Unfortunately, Keith knew that his end was coming once he was diagnosed with ALS. With this timebomb ticking, he decided to write a Final Email which was sent out upon his death. It’s worth the read to understand the comedic mentality of somebody like Egging, which was very evident when I spoke to him in 2017. He loved life and loved creating new and interesting experiences for people.

Egging

Keith J Egging passed away from complications of ALS on May 4, 2018.

Jay Moon, There to Start it All

There are entrepreneurial types in the industry, but few who cross over several different types of roles in the wider games industry. Jay Moon, however, was a real maverick in how he tried to enter the industry. His first shot at getting into games was creating a contract QA test firm which would test games for publishers to the approval of console manufacturers (Nintendo specifically). The idea never got off the ground, but shooting in this direction gave him a valuable understanding of games which was different than an aspiring programmer.

==============================

### TASKS TO COMPLETE
1) Answer these about the passage on Keith Egging and Jay Moon:
(a) What did Egging decide to write after his ALS diagnosis, and when was it to be sent?
(b) On what date did Egging pass away?
(c) What was Jay Moon's first attempt at getting into games?
2) Please write the next part of the passage on Keith Egging and Jay Moon, starting after its final sentence.
The data comes from a different source than the passage on Keith Egging and Jay Moon.

### SUPPLIED RECORDS
==============================

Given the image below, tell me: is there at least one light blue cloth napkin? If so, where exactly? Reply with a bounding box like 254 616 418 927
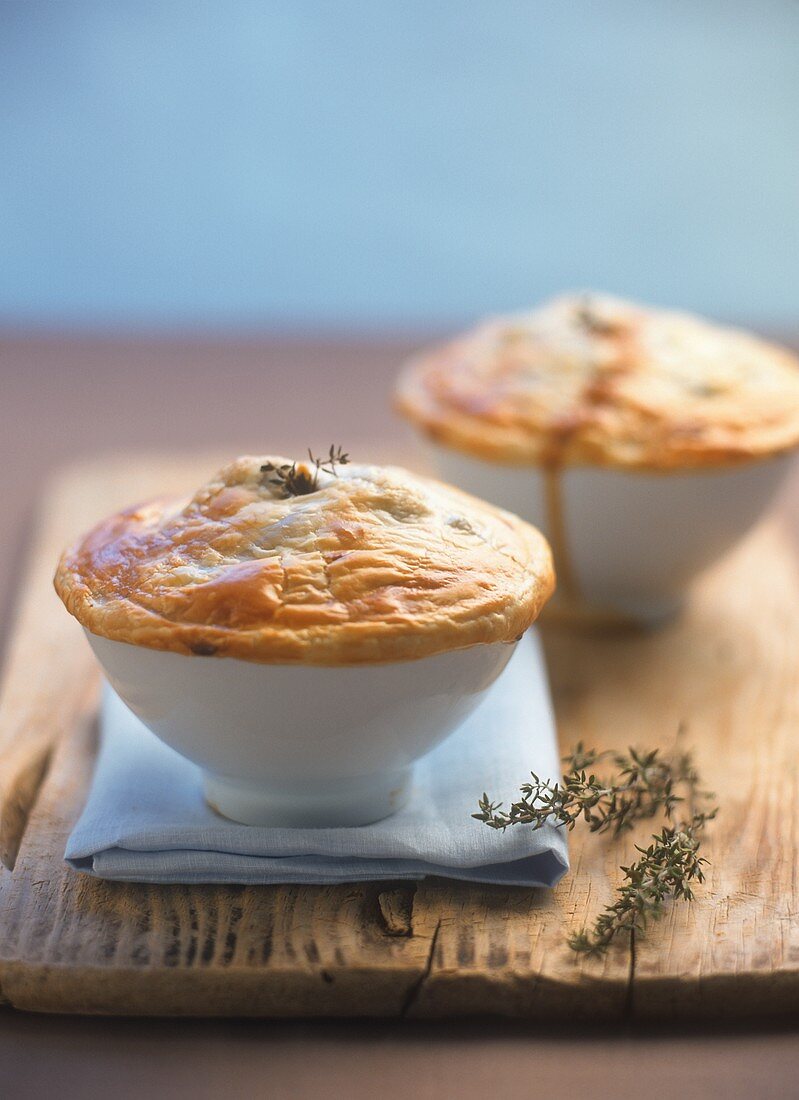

==============================

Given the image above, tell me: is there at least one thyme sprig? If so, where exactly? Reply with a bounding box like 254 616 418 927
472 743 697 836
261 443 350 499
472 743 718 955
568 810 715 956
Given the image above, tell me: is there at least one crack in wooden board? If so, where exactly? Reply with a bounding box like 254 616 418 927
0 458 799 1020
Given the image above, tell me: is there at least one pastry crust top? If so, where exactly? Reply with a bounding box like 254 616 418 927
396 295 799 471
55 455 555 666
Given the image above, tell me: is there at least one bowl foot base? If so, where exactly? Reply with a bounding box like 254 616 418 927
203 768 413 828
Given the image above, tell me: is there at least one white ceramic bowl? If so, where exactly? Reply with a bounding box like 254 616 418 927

==============================

### ANSWERS TO THIS EXERCISE
1)
(a) A Final Email, sent out upon his death.
(b) May 4, 2018.
(c) Creating a contract QA test firm that would test games for publishers to the approval of console manufacturers, specifically Nintendo.

2)
Then with his connections, Moon was provided with the opportunity to be on the ground floor of both GamePro and Electronic Gaming Monthly as a contributing editor. Working in the press got him close with publishers, of course, and Moon was able to one of the very few to successfully levy a press job into a developer job. The American arm of Sunsoft particularly needed somebody to enhance their Western appeal, so he would join their licensing and marketing people to be the first real ‘game guy’ at the company.

Moon both worked with Japan to align their product with Western sensibilities as well as headed up some attempts at American game development. He had a hand in games like Batman and Journey to Silius, considered some of the finest work by the publisher in it’s day. Eventually Sunsoft felt it didn’t have enough power to hold up in the US, so it left it’s American game staff to find new opportunities. Moon hooked up with Jeff Spangenberg to get on the ground floor of Iguana Entertainment (which continued to work with Sunsoft).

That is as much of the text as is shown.